### PAGE EXTRACT ###

# Where To Exchange Belize Dollars To Pesos In Campeche or Villahermosa



## MichaelK (Jul 14, 2013)

Hello everyone,

We have arrived in Ciudad del Carmen with some funds from Belize. We didn't think it would be a problem to find a "casa de cambio" to exchange the funds to pesos. Little did we know that nowhere in Ciudad del Carmen will they do this. So we will have to travel to either Campeche or Villahermosa to exchange our Belizian dollars.

Does anyone here know FOR SURE of a place in either Campeche or Villahermosa that will exchange our Belizian Dollars to pesos.

Thank you for your assistance!


----------



## Belizegirl (Oct 21, 2010)

I wish you luck in changing your BZ dollars. In my experience, the only place that I have been able exchange BZ dollars is at the border. I could even get it changed in Chetumal.


----------



## MichaelK (Jul 14, 2013)

It can be done in Merida. We're just looking for a place closer to where we are. So, we're not as hopeless as your reply suggests.


----------



## Steve Douglas BZ (Dec 3, 2014)

You could probably use them to wallpaper your house. BZ $ impossible to exchange once you get away from Chetumal. Don't be fooled...no one wants that Monopoly money!


----------



## Hound Dog (Jan 18, 2009)

###

=== SHORT TASK ===
Please continue the forum thread about exchanging Belize dollars for pesos, picking up right after its last line.

### MATERIAL SHOWN ###

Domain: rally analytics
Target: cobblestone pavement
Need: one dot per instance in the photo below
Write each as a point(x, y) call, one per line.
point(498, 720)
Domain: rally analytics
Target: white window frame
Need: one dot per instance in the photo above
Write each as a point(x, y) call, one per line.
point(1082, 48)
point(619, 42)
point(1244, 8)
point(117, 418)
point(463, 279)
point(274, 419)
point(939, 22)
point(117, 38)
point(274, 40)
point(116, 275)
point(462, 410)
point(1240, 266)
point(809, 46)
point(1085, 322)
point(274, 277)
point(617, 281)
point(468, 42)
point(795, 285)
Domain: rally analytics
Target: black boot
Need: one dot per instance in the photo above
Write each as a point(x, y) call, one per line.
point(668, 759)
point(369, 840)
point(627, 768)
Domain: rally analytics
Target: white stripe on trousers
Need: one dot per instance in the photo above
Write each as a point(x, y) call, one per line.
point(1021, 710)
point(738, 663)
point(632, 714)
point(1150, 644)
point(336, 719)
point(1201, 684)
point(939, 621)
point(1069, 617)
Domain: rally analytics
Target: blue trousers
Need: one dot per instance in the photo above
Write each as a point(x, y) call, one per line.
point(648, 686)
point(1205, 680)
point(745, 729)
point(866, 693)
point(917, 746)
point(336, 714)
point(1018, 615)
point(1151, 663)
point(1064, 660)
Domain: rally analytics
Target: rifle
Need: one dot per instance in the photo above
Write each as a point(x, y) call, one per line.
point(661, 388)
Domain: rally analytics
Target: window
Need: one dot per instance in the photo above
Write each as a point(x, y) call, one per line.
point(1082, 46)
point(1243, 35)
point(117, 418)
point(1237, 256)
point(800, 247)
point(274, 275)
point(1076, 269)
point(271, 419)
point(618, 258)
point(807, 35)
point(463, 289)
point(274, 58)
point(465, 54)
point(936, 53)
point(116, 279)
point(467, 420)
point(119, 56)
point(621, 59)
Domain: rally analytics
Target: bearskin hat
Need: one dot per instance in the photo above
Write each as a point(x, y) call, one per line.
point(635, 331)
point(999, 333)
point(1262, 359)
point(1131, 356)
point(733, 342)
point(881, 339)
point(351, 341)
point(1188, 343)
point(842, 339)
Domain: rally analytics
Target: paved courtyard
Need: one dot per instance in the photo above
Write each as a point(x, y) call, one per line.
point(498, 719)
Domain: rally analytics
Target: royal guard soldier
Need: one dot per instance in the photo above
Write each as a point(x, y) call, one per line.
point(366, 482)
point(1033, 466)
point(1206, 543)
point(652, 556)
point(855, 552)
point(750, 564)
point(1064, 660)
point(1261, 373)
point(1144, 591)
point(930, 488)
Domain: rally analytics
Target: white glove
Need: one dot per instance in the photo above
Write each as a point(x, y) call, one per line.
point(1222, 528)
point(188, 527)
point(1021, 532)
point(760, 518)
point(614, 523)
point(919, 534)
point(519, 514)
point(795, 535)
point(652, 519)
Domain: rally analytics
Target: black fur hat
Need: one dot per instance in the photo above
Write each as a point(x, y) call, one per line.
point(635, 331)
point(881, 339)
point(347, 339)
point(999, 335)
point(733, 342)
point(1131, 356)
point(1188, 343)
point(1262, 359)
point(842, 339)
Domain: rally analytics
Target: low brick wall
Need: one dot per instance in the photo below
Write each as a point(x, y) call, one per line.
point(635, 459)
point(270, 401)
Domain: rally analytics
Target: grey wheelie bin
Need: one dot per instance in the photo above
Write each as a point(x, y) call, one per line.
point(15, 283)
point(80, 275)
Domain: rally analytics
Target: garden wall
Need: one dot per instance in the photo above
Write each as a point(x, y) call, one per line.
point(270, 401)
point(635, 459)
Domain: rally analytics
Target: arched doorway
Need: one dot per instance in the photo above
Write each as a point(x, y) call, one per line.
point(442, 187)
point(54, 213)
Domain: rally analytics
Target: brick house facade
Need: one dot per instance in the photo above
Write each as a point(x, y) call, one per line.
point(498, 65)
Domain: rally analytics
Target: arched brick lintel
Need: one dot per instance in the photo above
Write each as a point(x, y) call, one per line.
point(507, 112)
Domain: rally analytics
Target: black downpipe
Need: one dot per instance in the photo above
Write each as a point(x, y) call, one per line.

###

=== ANSWER TO THE TASK ===
MichaelK said:


> Hello everyone,
> 
> We have arrived in Ciudad del Carmen with some funds from Belize. We didn't think it would be a problem to find a "casa de cambio" to exchange the funds to pesos. Little did we know that nowhere in Ciudad del Carmen will they do this. So we will have to travel to either Campeche or Villahermosa to exchange our Belizian dollars.
> 
> Does anyone here know FOR SURE of a place in either Campeche or Villahermosa that will exchange our Belizian Dollars to pesos.[/I]Thank you for your assistance!


 Those Belizian Dollars are great for starting bonfires and the wood they help inflame is worth far more than the worthless Belizian paper undergirding the fire,

This happened me back in the 1960s when I innocently left India with a lot of Rupees which were, unbeknowsnt to me, illegal to export and, even though I had enough Rupees to buy a fine dinner in Bombay, I couldn´t buy even one piece of bubble gum with that wad of cash once I landed in Tel Aviv. I´ll tell you what; I am a multimillionaire in Confederate Dollars left to me by my ancestors from Alabama before and during the Civil War. I'll trade you my worthless Confederate Dollars for those worthless Belizean Dollars at par. Then we can both afford to open a Museum of Failed Notions in Peoria but won´t be able to afford even one cup of coffee.

By the way, if you must go to Villahermosa or Campeche to be laughed out of town when you request Belizian/Peso Exchange, I suggest Campeche versus the dreadful Villahermosa since at least it should be a fun trip.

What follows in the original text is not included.